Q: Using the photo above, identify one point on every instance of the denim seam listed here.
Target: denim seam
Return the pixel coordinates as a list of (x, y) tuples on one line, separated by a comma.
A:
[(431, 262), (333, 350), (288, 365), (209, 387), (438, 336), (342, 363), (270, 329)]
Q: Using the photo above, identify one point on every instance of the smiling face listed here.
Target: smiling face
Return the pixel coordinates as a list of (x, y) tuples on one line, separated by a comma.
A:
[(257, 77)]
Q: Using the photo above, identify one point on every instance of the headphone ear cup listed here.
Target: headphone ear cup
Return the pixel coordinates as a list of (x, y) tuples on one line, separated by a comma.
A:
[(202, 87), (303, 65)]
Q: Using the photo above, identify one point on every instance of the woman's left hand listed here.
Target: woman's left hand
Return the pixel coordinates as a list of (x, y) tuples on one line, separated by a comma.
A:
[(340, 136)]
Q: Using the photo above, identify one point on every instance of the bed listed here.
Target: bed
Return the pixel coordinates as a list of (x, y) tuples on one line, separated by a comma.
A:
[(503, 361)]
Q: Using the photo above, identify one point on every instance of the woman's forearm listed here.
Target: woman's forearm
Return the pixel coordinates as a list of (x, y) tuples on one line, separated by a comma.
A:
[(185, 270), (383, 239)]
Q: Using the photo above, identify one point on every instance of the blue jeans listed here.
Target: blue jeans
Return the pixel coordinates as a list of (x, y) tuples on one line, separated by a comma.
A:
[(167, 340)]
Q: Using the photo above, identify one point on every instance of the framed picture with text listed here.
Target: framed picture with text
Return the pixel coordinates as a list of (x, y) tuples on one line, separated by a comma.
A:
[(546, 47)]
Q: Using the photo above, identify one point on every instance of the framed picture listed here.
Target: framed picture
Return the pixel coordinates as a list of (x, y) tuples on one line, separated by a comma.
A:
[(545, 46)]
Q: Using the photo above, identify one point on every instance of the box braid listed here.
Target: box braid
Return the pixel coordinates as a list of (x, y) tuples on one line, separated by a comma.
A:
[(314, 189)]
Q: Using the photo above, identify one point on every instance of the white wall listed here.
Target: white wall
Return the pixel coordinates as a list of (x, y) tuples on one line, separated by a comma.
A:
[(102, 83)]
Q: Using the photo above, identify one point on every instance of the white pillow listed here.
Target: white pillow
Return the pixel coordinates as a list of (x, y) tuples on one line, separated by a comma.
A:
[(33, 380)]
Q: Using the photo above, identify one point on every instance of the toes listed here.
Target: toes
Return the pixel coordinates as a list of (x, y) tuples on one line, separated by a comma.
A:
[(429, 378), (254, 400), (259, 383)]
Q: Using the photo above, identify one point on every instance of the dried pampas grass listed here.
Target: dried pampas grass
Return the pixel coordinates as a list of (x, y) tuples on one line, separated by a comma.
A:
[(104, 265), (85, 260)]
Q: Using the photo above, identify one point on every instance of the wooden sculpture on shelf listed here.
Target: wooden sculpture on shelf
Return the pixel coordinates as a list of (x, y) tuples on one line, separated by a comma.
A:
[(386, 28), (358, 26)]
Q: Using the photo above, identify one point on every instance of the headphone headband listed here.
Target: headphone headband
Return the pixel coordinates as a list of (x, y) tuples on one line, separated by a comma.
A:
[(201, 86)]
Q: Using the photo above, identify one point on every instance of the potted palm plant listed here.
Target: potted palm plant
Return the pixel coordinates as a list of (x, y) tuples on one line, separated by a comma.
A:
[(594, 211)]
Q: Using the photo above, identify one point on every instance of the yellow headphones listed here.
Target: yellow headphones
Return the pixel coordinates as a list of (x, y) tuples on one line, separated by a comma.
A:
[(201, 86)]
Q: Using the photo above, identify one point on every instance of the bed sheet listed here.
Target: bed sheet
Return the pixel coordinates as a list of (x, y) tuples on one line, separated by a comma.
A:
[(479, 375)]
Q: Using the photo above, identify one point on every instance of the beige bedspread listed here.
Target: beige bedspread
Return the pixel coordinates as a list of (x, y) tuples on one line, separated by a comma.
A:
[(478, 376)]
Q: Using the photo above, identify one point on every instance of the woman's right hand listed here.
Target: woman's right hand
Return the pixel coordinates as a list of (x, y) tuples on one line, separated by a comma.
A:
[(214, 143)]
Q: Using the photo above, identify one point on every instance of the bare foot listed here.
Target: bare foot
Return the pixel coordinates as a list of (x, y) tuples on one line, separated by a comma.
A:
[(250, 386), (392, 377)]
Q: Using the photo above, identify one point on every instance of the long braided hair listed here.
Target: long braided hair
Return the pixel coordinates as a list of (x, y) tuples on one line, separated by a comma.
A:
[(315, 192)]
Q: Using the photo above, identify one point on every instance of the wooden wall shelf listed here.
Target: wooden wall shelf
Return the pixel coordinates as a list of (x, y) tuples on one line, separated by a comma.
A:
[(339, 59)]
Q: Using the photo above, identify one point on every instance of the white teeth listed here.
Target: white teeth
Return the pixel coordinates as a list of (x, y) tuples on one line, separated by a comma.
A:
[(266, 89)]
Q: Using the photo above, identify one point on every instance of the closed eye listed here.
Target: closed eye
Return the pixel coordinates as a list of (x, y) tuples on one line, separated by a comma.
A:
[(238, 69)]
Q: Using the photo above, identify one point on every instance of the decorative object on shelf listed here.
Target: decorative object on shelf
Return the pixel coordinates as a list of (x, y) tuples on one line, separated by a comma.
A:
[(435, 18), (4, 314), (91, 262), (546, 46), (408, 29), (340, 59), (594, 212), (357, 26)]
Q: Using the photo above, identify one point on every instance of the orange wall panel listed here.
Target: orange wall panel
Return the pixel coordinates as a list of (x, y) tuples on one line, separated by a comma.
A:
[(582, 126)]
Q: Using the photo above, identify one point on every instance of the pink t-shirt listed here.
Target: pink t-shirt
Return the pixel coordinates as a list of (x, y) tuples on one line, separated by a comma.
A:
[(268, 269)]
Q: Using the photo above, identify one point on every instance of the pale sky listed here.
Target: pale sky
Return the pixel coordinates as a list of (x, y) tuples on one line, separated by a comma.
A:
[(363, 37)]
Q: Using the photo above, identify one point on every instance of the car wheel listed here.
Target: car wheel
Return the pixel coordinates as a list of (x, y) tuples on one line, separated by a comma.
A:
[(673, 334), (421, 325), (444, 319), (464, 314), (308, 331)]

Description of the task:
Can you rewrite every one of the lines above as a JSON list of strings, with one string per line and any blank lines left out?

Solution to this problem:
[
  "Q: Using the photo above, identify one point on every instance of the denim seam listed here.",
  "Target: denim seam",
  "Return the pixel coordinates as a list of (x, y) tuples on one line, separated by a comma.",
  "A:",
  "[(431, 262), (333, 350), (288, 365), (209, 387), (438, 336), (342, 363), (270, 329)]",
  "Q: Using the photo above, identify one point on every instance of the smiling face listed here.",
  "Target: smiling face",
  "Return the pixel coordinates as a list of (x, y) tuples on one line, separated by a comma.",
  "A:",
  "[(257, 77)]",
  "Q: Using the photo above, identify one point on every instance of the headphone ear cup listed here.",
  "Target: headphone ear cup",
  "Return the pixel coordinates as a list of (x, y) tuples on one line, separated by a comma.",
  "A:",
  "[(202, 87), (303, 65)]",
  "Q: Using the photo above, identify one point on every instance of the woman's left hand listed here.",
  "Target: woman's left hand",
  "Return the pixel coordinates as a list of (x, y) tuples on one line, separated by a comma.",
  "A:",
  "[(340, 136)]",
  "Q: Using the photo above, identify one point on every instance of the bed listed here.",
  "Target: bed",
  "Return the pixel coordinates as a list of (x, y) tuples on one line, separated by a comma.",
  "A:",
  "[(503, 361)]",
  "Q: Using the photo above, identify one point on every instance of the woman's forearm listed here.",
  "Target: woman's forearm",
  "Return the pixel coordinates as a list of (x, y) tuples on one line, separated by a comma.",
  "A:",
  "[(185, 270), (383, 239)]",
  "Q: Using the photo above, identify one point on every instance of the blue jeans listed here.",
  "Target: blue jeans",
  "Return the pixel coordinates as a list of (x, y) tuples on one line, separated by a comma.",
  "A:",
  "[(167, 340)]",
  "Q: Using the photo above, identify one point on every instance of the framed picture with text listed here.",
  "Target: framed picture with text",
  "Return the pixel coordinates as a list of (x, y) tuples on one line, separated by a comma.",
  "A:",
  "[(546, 47)]",
  "Q: Using the photo above, identify one point on every instance of the framed picture listed here.",
  "Target: framed picture",
  "Return the pixel coordinates as a list of (x, y) tuples on one line, separated by a comma.",
  "A:",
  "[(545, 46)]",
  "Q: Using the photo above, identify one point on every instance of the box braid listed here.",
  "Target: box braid",
  "Return the pixel coordinates as a list of (x, y) tuples on one line, separated by a comma.",
  "A:",
  "[(314, 189)]",
  "Q: Using the photo above, identify one point on every instance of the white wall listed here.",
  "Target: white wall",
  "Return the pixel coordinates as a list of (x, y) tuples on one line, separated by a comma.",
  "A:",
  "[(102, 83)]",
  "Q: Using the photo above, identify one point on every instance of the white pillow listed here.",
  "Target: white pillow",
  "Return the pixel coordinates as a list of (x, y) tuples on one line, separated by a comma.",
  "A:",
  "[(33, 380)]",
  "Q: Using the photo above, identify one point on every instance of the toes listed here.",
  "Target: toes",
  "Return the pixel coordinates as a list of (x, y) tuples on one line, separated by a comma.",
  "A:",
  "[(429, 378), (254, 400), (259, 383)]",
  "Q: Using the photo above, identify one point on every instance of the dried pampas grass listed here.",
  "Target: dried pampas grass",
  "Return the pixel coordinates as a list of (x, y) tuples on one line, separated by a comma.",
  "A:",
  "[(104, 265), (85, 260)]",
  "Q: Using the photo above, identify one point on every instance of the wooden sculpture on shelf listed here.",
  "Target: wooden sculpture on shelf",
  "Return the pixel coordinates as a list of (x, y) tuples on one line, separated by a comma.",
  "A:",
  "[(386, 28), (358, 26)]",
  "Q: Using the photo above, identify one point on every instance of the headphone headband listed here.",
  "Target: headphone headband",
  "Return the pixel coordinates as a list of (x, y) tuples on one line, separated by a comma.",
  "A:",
  "[(201, 86)]",
  "Q: Using the photo above, identify one point on every instance of the potted palm plant listed here.",
  "Target: potted palm plant",
  "Return the pixel coordinates as a list of (x, y) tuples on one line, separated by a comma.",
  "A:",
  "[(594, 211)]",
  "Q: Using the photo above, identify one point on every instance of the yellow headphones listed here.",
  "Target: yellow headphones",
  "Return the pixel coordinates as a list of (x, y) tuples on one line, separated by a comma.",
  "A:",
  "[(201, 86)]",
  "Q: Using the photo above, identify one point on every instance of the bed sheet listed here.",
  "Target: bed sheet",
  "Return the pixel coordinates as a list of (x, y) tuples on one line, separated by a comma.",
  "A:",
  "[(479, 375)]",
  "Q: Using the photo above, identify one point on every instance of the beige bedspread listed here.",
  "Target: beige bedspread",
  "Return the pixel coordinates as a list of (x, y) tuples on one line, separated by a comma.",
  "A:",
  "[(478, 376)]",
  "Q: Using the photo above, identify one point on every instance of the woman's right hand listed here.",
  "Target: woman's right hand",
  "Return the pixel coordinates as a list of (x, y) tuples on one line, separated by a comma.",
  "A:",
  "[(214, 143)]",
  "Q: Using the photo above, identify one point on every instance of the bare foot listed here.",
  "Target: bare foot",
  "Return the pixel coordinates as a list of (x, y) tuples on one line, separated by a comma.",
  "A:",
  "[(250, 386), (392, 377)]",
  "Q: Using the photo above, identify one point on every instance of the long braided hair listed here.",
  "Target: long braided hair",
  "Return the pixel coordinates as a list of (x, y) tuples on one line, separated by a comma.",
  "A:",
  "[(315, 192)]",
  "Q: Using the photo above, identify one point on every instance of the wooden wall shelf listed here.",
  "Target: wooden wall shelf",
  "Return the pixel coordinates as a list of (x, y) tuples on one line, separated by a comma.",
  "A:",
  "[(339, 59)]",
  "Q: Using the photo above, identify one point on every instance of the white teeth listed here.",
  "Target: white teeth",
  "Return the pixel coordinates as a list of (x, y) tuples on one line, separated by a comma.",
  "A:",
  "[(266, 89)]",
  "Q: Using the photo above, identify one point on every instance of the closed eye listed here.",
  "Target: closed eye",
  "Return the pixel coordinates as a list of (x, y) tuples on one line, separated by a comma.",
  "A:",
  "[(238, 69)]",
  "Q: Using the photo above, identify one point on every instance of the decorative object on shelf listed here.",
  "Target: decorative object on shelf",
  "Return the pixel coordinates as a list of (x, y) tuples on one line, separated by a comma.",
  "A:",
  "[(435, 18), (4, 314), (91, 262), (546, 46), (408, 29), (340, 59), (594, 212), (357, 26)]",
  "Q: Using the photo above, identify one point on every instance of the orange wall panel listed here.",
  "Target: orange wall panel",
  "Return the pixel coordinates as a list of (x, y) tuples on one line, separated by a comma.",
  "A:",
  "[(582, 126)]",
  "Q: Using the photo above, identify one point on every instance of the pink t-shirt listed here.",
  "Target: pink t-shirt",
  "Return the pixel coordinates as a list of (x, y) tuples on one line, separated by a comma.",
  "A:",
  "[(268, 269)]",
  "Q: Using the photo above, identify one point on every instance of the pale sky listed here.",
  "Target: pale sky",
  "Return the pixel coordinates as a list of (x, y) tuples on one line, separated by a comma.",
  "A:",
  "[(363, 37)]",
  "Q: Using the photo above, identify one point on every instance of the car wheel listed here.",
  "Target: car wheel",
  "Return the pixel coordinates as a list of (x, y) tuples on one line, separated by a comma.",
  "A:",
  "[(673, 334), (421, 325), (444, 319), (464, 314), (308, 331)]"
]